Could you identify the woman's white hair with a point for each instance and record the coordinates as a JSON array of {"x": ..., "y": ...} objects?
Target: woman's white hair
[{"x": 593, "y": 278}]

*-*-*

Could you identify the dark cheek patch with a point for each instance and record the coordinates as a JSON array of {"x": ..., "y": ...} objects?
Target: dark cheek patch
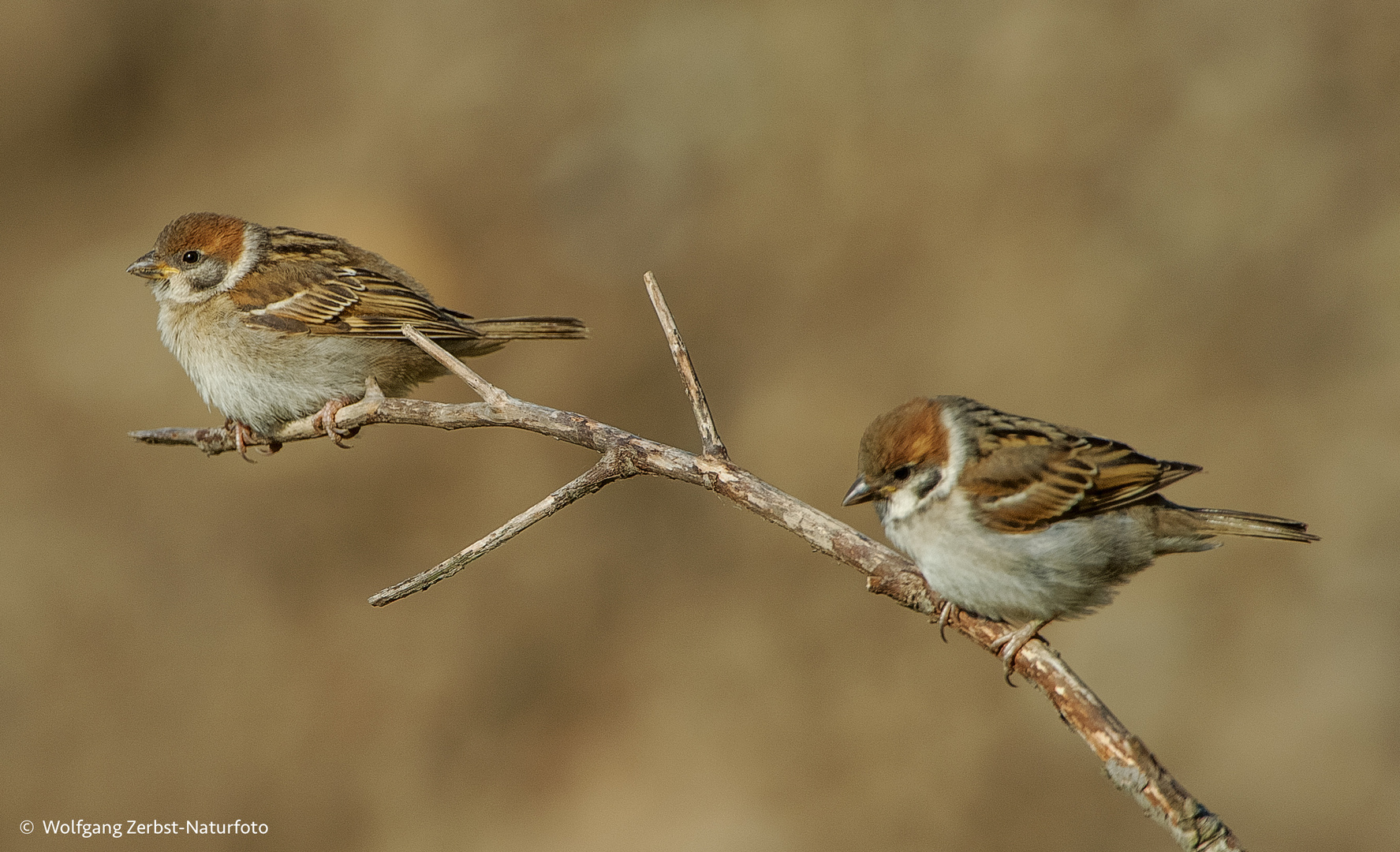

*-*-*

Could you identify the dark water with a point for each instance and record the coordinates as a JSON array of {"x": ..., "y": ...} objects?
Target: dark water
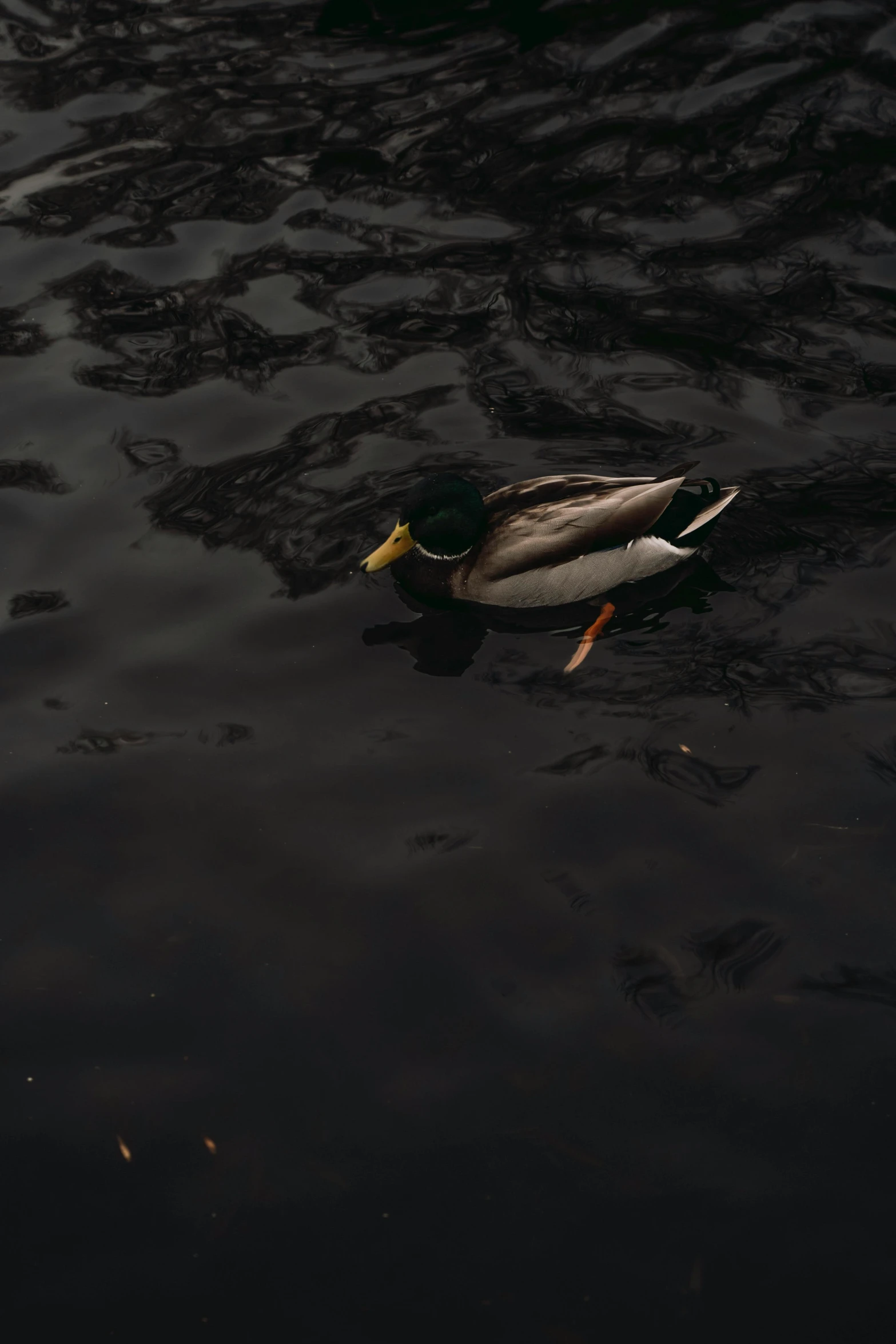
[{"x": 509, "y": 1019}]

*-*-*

Exercise goal:
Everything above from the line containing "Could you identify the dark cheek" down to the line containing "Target: dark cheek patch" is to be transcribed exactly, with both of those lines included and nothing else added.

Answer to this task:
Could you identify the dark cheek patch with a point for each instance and record the coordinates as a JSON array of {"x": ..., "y": ...} objects?
Target: dark cheek patch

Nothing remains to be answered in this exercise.